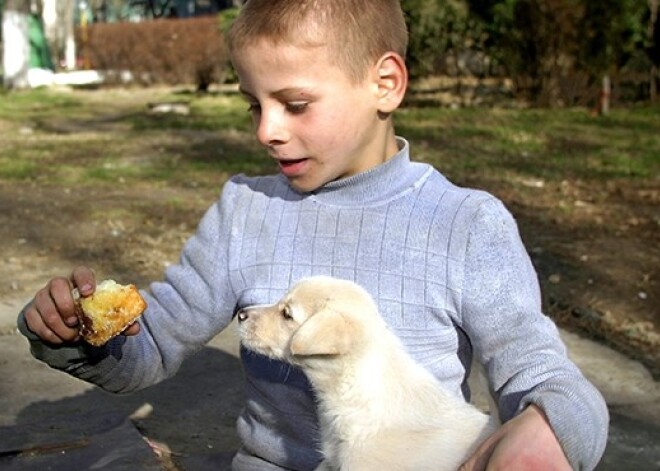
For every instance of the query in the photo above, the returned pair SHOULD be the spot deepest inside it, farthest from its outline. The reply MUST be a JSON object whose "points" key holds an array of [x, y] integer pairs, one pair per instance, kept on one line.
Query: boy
{"points": [[445, 264]]}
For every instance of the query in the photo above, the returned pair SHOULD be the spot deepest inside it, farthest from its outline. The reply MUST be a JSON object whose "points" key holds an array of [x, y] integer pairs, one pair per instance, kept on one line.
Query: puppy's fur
{"points": [[378, 408]]}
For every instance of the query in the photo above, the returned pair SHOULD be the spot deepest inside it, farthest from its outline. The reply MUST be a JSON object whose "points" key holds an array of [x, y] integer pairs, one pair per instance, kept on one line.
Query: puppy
{"points": [[378, 408]]}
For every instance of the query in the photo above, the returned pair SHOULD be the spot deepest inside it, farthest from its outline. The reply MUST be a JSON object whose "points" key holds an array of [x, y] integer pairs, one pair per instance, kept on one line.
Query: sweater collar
{"points": [[375, 185]]}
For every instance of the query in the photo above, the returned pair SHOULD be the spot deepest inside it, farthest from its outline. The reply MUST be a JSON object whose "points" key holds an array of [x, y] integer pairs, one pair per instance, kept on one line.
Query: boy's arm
{"points": [[183, 313], [520, 347]]}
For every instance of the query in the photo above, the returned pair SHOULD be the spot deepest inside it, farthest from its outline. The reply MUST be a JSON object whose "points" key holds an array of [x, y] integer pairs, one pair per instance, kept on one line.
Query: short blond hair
{"points": [[356, 32]]}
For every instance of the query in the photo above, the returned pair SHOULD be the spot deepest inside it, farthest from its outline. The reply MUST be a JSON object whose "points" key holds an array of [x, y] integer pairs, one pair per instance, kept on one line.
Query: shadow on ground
{"points": [[190, 417]]}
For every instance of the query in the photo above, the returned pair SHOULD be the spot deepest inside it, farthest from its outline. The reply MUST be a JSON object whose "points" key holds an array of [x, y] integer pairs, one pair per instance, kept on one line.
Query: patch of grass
{"points": [[548, 144], [87, 137], [25, 105]]}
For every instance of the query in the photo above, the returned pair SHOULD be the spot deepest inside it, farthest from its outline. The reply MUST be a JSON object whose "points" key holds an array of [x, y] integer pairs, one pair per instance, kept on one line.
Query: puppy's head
{"points": [[318, 316]]}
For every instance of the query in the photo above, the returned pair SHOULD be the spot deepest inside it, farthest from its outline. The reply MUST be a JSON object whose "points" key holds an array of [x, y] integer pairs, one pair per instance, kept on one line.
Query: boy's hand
{"points": [[51, 315], [525, 443]]}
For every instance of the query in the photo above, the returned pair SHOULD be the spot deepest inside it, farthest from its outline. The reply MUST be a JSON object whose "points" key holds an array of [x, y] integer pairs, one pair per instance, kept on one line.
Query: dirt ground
{"points": [[599, 264]]}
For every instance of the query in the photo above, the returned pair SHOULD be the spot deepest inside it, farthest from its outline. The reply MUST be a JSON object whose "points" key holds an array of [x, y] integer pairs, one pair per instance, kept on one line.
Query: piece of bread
{"points": [[108, 311]]}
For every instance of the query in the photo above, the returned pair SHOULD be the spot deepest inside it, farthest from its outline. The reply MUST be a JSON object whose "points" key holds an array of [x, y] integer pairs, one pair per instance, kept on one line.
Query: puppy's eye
{"points": [[286, 313]]}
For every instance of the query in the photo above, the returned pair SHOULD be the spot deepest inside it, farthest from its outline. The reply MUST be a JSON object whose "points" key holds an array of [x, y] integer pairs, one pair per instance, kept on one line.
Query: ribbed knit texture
{"points": [[445, 264]]}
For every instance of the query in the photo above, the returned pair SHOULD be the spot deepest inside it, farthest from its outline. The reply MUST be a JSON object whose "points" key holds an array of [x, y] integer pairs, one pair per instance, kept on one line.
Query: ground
{"points": [[599, 264]]}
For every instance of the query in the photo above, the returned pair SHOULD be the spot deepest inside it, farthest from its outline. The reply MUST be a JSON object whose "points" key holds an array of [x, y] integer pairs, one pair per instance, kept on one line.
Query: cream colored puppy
{"points": [[378, 408]]}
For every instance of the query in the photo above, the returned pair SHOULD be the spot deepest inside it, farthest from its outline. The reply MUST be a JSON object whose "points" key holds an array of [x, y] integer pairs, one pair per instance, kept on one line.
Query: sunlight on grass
{"points": [[123, 141]]}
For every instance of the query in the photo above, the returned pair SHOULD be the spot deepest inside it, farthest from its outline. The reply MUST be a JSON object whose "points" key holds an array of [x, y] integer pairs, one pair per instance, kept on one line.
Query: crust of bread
{"points": [[108, 311]]}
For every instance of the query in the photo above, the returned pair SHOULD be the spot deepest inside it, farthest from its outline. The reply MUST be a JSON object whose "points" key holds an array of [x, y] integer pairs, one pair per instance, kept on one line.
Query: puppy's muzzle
{"points": [[244, 314]]}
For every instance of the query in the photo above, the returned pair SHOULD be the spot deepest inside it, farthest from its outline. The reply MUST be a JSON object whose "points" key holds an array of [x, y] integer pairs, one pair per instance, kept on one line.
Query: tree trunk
{"points": [[16, 51], [654, 49]]}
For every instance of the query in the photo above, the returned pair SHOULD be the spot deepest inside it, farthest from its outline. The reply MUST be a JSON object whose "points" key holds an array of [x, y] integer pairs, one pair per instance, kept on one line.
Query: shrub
{"points": [[171, 51]]}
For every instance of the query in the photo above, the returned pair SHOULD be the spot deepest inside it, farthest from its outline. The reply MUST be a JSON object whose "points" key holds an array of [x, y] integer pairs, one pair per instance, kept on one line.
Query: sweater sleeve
{"points": [[184, 311], [519, 346]]}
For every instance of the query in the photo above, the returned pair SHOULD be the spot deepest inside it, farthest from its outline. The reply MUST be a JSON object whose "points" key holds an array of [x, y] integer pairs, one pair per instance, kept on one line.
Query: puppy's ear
{"points": [[325, 333]]}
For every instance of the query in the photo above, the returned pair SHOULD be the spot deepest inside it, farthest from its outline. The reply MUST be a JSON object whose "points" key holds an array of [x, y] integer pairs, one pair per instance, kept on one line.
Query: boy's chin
{"points": [[304, 186]]}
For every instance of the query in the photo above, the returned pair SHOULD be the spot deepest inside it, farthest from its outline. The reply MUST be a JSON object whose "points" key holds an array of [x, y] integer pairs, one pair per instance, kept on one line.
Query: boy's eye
{"points": [[296, 106]]}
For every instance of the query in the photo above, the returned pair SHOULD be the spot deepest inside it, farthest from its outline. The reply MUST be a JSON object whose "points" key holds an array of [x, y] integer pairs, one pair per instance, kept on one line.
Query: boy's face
{"points": [[313, 120]]}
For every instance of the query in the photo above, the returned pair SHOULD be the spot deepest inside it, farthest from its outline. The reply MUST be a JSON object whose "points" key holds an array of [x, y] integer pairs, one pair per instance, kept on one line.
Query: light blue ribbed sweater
{"points": [[445, 264]]}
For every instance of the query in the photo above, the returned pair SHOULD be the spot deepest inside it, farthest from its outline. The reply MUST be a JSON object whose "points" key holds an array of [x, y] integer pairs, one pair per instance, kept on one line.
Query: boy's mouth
{"points": [[293, 167]]}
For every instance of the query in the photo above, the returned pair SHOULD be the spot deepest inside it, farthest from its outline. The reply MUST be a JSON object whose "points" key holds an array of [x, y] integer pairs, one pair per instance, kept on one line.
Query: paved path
{"points": [[193, 414]]}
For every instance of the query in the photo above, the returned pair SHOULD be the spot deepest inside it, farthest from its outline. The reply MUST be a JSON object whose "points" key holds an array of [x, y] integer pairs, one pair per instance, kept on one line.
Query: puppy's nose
{"points": [[242, 315]]}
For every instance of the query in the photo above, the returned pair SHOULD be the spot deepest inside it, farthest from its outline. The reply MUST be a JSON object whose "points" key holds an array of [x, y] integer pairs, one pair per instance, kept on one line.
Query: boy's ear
{"points": [[392, 81], [322, 334]]}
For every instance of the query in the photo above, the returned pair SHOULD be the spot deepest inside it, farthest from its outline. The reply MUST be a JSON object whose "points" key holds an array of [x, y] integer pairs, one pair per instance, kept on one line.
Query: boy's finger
{"points": [[47, 309], [37, 325], [83, 278]]}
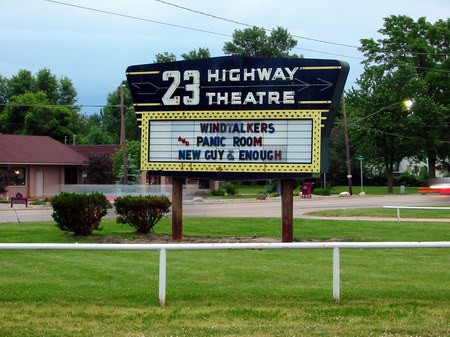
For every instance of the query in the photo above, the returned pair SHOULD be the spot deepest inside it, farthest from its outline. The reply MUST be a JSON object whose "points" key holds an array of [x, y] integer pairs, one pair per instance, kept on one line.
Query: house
{"points": [[40, 165]]}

##############################

◆ **The problem**
Report every line above that contains the string "grass", reproducing each line in full. Treat case as significant.

◆ **Answer below**
Query: patch of grass
Query: sunlight on grass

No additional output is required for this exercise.